Amendment to FCRA via Finance Bill Route Controversy

In the first week of April, 2016, the government amended the Foreign Contribution Regulation Act (FCRA), 2010 through the Finance Bill, 2016. The main objective of this amendment was to make way for the political parties to receive donations from foreign companies such as Vedanta as “Indian Source” despite of their being “foreign”.

Background

The current CSR {Corporate Social Responsibility} rules as per Companies Act 2013 provide that a firm which has either net-worth of Rs. 500 Crore or annual revenues of Rs. 1000 Crore or annual net profit of Rs. 5 crore has to spend 2% of its average profit in past three years on social development works either on their own or via some philanthropic foundation or in partnership with some not-for-profit organizations.

However, such contribution from companies with 50% foreign share-holding is treated as “foreign source“. This treatment requires these companies to partner only with those not-for-profits which are registered with Ministry of Home Affairs under the FCRA.

The Government wanted to do away this treatment by amending the FCRA in such a way that the contribution from foreign companies to not-for-profit, political parties and candidates contesting elections, newspapers, government employees etc. does not come under definition of foreign source. The recent amendment provides that such companies will be treated as “Indian” for the purpose of FCRA. This would not only help foreign-origin companies to fund NGOs but has also cleared the way for them to give “donations to political parties.”

Implications for political parties

The move will benefit the Political parties, especially BJP and Congress. Between 2004 and 2010, there were at least 25 instances of these parties receiving funds from the Indian subsidiaries of the foreign companies. In March 2014, the Delhi High Court in its judgement {on a writ petition filed by Association of Democratic Reforms} found both BJP and Congress in violation of FCRA-2010 for their receipt of donation from Vedanta. The High Court declared that these donations were illegal and directed the government to take action against these two parties within six months. The parties challenged the decision into Supreme Court.

Thus, the real reason of recent amendment was to overcome the legal challenge of “illegally” accepting foreign donations and violating the FCRA. The government has also amended the law “retrospectively since 2010” to be in better position to handle the case against them pending in Supreme Court.

Implications for companies

As many as two dozen companies have lobbied with the government to tweak the law so that this “foreign source” tag is removed from their CSR spending. They also contended that every time they were forced to get MHA’s clearance whenever money was to be disbursed.

Passing the amendment as Finance Bill – Is it suppression of democracy?

Since the amendment has to come in to effect by March 31, 2016 beyond which the companies would not be able to spend the money of the last fiscal, the amendment was passed through Finance Bill. It was felt that drafting a new bill and waiting for the Parliament’s nod might delay the process. However, this move had a political twist also. Though Congress did not criticise the move of making this amendment via Finance Act; the JDU and other parties tried to attack the government for bringing such bill via a money bill. {This is second such instance when a key bill was passed via money bill route, the other being Aadhaar Bill}. They said that this move would “endanger the democracy” and now “there would be no limit to foreign influence” in the government.

This leads us to analyze if such move by the government can really endanger the democracy? We note here that the existing treatment of such donations was a technical glitch and created problems with both donor and recipient. The companies were still making donations but every time they needed to get MHA permission to make such donations. The political statements that such moves would endanger democracy seem to be mere political rhetoric. The move will make life easier for companies as well as development industry / not-for profit sector, consultants and accounts. There are many sectors in which FDI caps are above 50%. For example, in agriculture, 100% FDI is allowed so companies such as Monsanto, Advanta etc. make contribution to development industry as well as political parties. Similarly, in Pharma sector 100% FDI is allowed, so companies such as Glaxo, Abott etc. make such donations.

Thus, in inclusion, such amendment should be seen as a step further to make it easy for the companies to manage their CSR obligation without putting energy in FCRA compliance. This amendment was a much needed correction in an anomaly in the law.

• Recorded data

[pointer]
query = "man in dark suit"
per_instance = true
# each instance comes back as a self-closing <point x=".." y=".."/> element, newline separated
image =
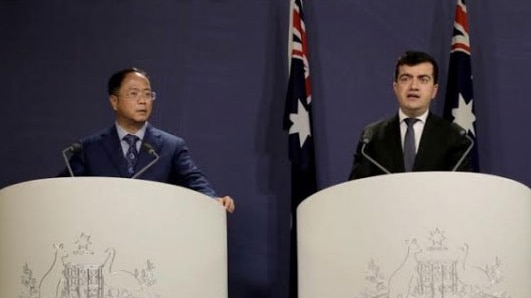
<point x="424" y="142"/>
<point x="123" y="149"/>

• What this task involves
Retype the FCRA amendment text, everything from "Thus, the real" down to "in Supreme Court.". The records were drawn from a separate source.

• Response
Thus, the real reason of recent amendment was to overcome the legal challenge of “illegally” accepting foreign donations and violating the FCRA. The government has also amended the law “retrospectively since 2010” to be in better position to handle the case against them pending in Supreme Court.